Exercise details →
Word for word, repeat all of the entries.

(Collected data entries)
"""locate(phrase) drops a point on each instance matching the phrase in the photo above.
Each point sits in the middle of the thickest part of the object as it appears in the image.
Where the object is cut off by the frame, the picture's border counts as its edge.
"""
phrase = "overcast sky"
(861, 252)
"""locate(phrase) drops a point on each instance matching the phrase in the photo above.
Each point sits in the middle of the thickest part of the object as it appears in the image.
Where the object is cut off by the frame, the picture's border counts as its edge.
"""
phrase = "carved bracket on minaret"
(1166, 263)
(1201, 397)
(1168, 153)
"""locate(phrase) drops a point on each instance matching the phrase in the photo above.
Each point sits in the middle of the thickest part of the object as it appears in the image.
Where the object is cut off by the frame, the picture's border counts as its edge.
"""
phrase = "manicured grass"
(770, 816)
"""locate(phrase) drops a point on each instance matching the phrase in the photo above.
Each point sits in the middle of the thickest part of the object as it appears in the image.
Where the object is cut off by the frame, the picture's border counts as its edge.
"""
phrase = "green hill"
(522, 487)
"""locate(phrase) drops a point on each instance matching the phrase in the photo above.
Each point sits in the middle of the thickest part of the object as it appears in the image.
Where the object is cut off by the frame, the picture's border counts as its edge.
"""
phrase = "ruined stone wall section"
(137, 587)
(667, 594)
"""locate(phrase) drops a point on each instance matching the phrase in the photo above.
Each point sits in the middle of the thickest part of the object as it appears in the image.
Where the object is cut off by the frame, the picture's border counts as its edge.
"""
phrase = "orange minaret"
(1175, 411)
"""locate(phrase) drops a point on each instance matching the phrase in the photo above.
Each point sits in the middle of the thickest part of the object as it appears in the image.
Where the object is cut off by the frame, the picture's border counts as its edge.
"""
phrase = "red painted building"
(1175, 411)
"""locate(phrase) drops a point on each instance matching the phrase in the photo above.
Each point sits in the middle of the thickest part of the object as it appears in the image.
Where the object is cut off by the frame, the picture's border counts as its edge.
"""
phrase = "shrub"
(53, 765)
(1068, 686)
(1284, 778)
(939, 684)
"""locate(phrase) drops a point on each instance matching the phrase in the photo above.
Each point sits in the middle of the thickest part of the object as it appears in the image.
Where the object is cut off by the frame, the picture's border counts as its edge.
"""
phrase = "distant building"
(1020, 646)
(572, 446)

Problem solution →
"""locate(phrase) drops a point on each instance matching the phrase in the photo above.
Each point sits in the middle of the thickest part of the object as it appears in the image.
Where the object is cut off by the frame, the picture's border counts as its edge.
"""
phrase = "overcast sky"
(861, 252)
"""locate(phrase) drops a point on each instance matching the phrase in the photo above.
Each point sits in the middle of the thickest part of the object as it appears in the image.
Where the object is cut off by the frame, the picture's border counts as its edge.
"""
phrase = "carved bracket on minaret"
(1166, 263)
(1201, 397)
(1168, 153)
"""locate(phrase) drops a point on each instance matching the phrase in the photo above.
Each point sits in the middle of the thickest part of the object as it appears in the image.
Where the object is cut off by the frame, the picture's border counts as its edge.
"""
phrase = "manicured grass"
(770, 816)
"""locate(phrase) drops a point on each instance matching the phrase in the photo above.
Each point sits in the middle of the thickest part of the object as it appears in the image.
Where the object is cut off by the frame, the picture's border counts as its edge.
"""
phrase = "green hill"
(522, 487)
"""locate(phrase) drops a point on each instance matching the phrase in the photo above.
Each point sits in the middle of the thickest part of the object as it appears in the image.
Where the object is cut off by the frame, the picture's border counts as its edge.
"""
phrase = "ruined stone wall section"
(137, 587)
(667, 594)
"""locate(phrase) drops a point on each instance matching the phrase in the photo above.
Each point sits in the middle of the thickest part of the object as it appears in the image.
Where the object is cut off by the frame, the picture's border counts as its edge.
"""
phrase = "orange minaret"
(1175, 411)
"""locate(phrase) drops a point on each instance matching the phrase in the photo above.
Each point sits in the middle of the thickest part of the object as it appears in the image.
Where the object is cut off by the frame, the picture's border counts as its edge.
"""
phrase = "red painted building"
(1175, 411)
"""locate(phrase) drops a point on each instance matching the phrase in the photo above.
Each point sits in the middle of the thickest part of the object as it appears in the image.
Where the object is cut off by the frame, the picture's border counts as its edge.
"""
phrase = "shrub"
(53, 765)
(1068, 686)
(1284, 778)
(939, 684)
"""locate(phrase) drops a point on each instance matching the phrase in the photo above.
Each point sits in the middle of the thickest part of the object as it appears in the image.
Where the object is cut off by the frame, the picture's border counts as its edge.
"""
phrase = "distant building"
(1020, 646)
(572, 446)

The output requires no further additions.